* **Ihre Aufgaben**:
a: Geben Sie aus dem Text zur Geschichte des Fairen Handels den Abschnitt von „Vor 35 Jahren“ bis einschließlich „Fairtrade Deutschland entstanden.“ wortgetreu wieder.
b: Setzen Sie den Text zur Geschichte des Fairen Handels im Anschluss an seinen letzten Satz fort.

* **Textauszug**:
Die Geschichte des Fairen Handels
Von Thomas Antkowiak.*
Der Faire Handel ist Teil einer Reihe von Initiativen, die sich darum bemühen, die wirtschaftliche Lage und die Arbeitssituation von Menschen im Globalen Süden zu verbessern. So engagiert sich Misereor seit seiner Gründung 1958 auch durch Entwicklungsprojekte in Kaffeeanbauregionen, die besonders von Armut betroffen sind.
Vor 35 Jahren gründete schließlich eine Gruppe von Organisationen – darunter Misereor – eine Arbeitsgemeinschaft. Sie sollte ergründen, mit welchen Mitteln Kleinbauernfamilien unterstützt werden könnten, die Kaffee und andere Lebensmittel für alle Welt produzieren. Aus dieser Initiative ist 1992 der Verein Fairtrade Deutschland entstanden.

* **Einträge**:

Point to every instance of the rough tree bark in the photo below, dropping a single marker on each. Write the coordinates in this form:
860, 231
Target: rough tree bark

---

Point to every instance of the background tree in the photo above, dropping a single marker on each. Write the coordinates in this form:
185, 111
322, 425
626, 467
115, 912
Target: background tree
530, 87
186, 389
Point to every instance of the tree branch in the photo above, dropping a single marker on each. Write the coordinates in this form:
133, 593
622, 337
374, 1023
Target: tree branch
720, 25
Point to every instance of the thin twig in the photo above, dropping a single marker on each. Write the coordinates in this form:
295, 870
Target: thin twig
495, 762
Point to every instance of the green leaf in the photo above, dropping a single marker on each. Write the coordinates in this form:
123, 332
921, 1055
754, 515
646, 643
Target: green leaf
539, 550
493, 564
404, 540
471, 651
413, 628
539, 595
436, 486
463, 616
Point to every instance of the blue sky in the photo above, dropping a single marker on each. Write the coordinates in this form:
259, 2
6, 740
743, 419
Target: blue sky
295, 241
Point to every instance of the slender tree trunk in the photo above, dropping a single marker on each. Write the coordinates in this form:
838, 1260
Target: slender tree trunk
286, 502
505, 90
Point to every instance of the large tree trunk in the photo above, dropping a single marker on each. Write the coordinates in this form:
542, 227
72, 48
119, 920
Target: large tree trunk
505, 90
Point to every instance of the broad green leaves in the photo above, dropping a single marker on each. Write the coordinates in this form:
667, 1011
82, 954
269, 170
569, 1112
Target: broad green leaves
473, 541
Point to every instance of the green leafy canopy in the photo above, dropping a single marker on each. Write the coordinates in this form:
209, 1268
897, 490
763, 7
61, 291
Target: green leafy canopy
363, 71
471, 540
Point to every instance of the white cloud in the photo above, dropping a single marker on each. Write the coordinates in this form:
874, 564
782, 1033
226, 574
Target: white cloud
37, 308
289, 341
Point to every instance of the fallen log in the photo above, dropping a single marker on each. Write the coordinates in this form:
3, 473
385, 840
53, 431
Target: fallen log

==

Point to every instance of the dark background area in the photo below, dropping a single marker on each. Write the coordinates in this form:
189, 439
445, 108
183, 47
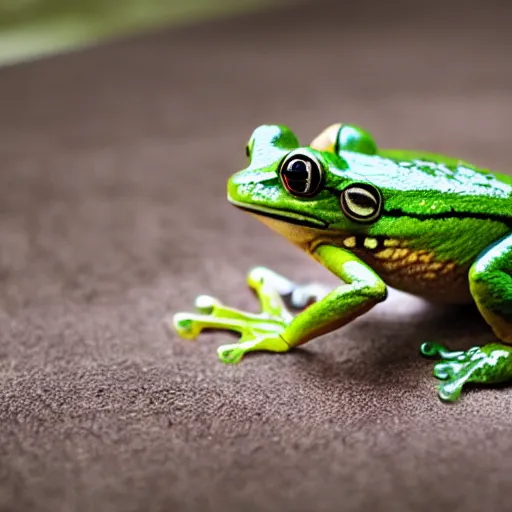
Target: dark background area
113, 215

* **Lösungen je Aufgabe**:
a:
Vor 35 Jahren gründete schließlich eine Gruppe von Organisationen – darunter Misereor – eine Arbeitsgemeinschaft. Sie sollte ergründen, mit welchen Mitteln Kleinbauernfamilien unterstützt werden könnten, die Kaffee und andere Lebensmittel für alle Welt produzieren. Aus dieser Initiative ist 1992 der Verein Fairtrade Deutschland entstanden.

b:
Eine-Welt-Läden waren die Vorreiter
Auch vor der Gründung von Fairtrade gab es in Europa erste Bemühungen, den Kaffeehandel gerechter zu gestalten. Vorreiter waren hier die vielen Eine-Welt-Läden in den Kirchengemeinden und Weltläden. Sie boten einen alternativen Zugang zum europäischen Markt mit verlässlichen, fairen Preisen. Aber der Großteil des Kaffeemarktes verharrte in einem vom Kolonialismus geprägten Wirtschaftsmodell, das auf Ausbeutung beruhte. 1973 wurde schließlich die „Gesellschaft für die Partnerschaft mit der Dritten Welt“, kurz GEPA, gegründet. Ende der 1980er Jahre machte diese erste Versuche, ihren Kaffee auch über Supermärkte zu vertreiben, um für die Kleinbauernfamilien im Globalen Süden höhere Umsätze zu erzielen und mehr Konsumenten zu erreichen.
Misereor und Brot für die Welt als größte Gesellschafter trieben gemeinsam diese Strategie der GEPA voran. In dieser Zeit wurde über die GEPA auch der erste Biokaffee überhaupt nach Deutschland importiert. In Mexiko war es die Kooperative UCIRI, die sich als erste dem fairen Wirtschaftsmodell anschloss. Misereor gab eine einmalige Anschubfinanzierung. Der Leiter der Kooperative, der niederländische Pfarrer Frans van der Hoff, sollte später auch bei der Gründung des Fairtrade-Siegels eine große Rolle spielen.
Am Anfang war die Kaffeekrise
Die einzelnen Initiativen des Fairen Handels waren für sich sehr erfolgreich, weil sie viel Bewusstsein für Ungerechtigkeiten schufen und sehr viel Engagement in Kirchen und Jugendgruppen auslösten. Doch sie schafften es nicht aus ihrer Nische heraus. Der Kaffeehandel insgesamt wurde zunächst nicht fairer. Es mussten weitere Angebote her, die Kundschaft und Handel von einem Fairen Wirtschaften überzeugen sollten.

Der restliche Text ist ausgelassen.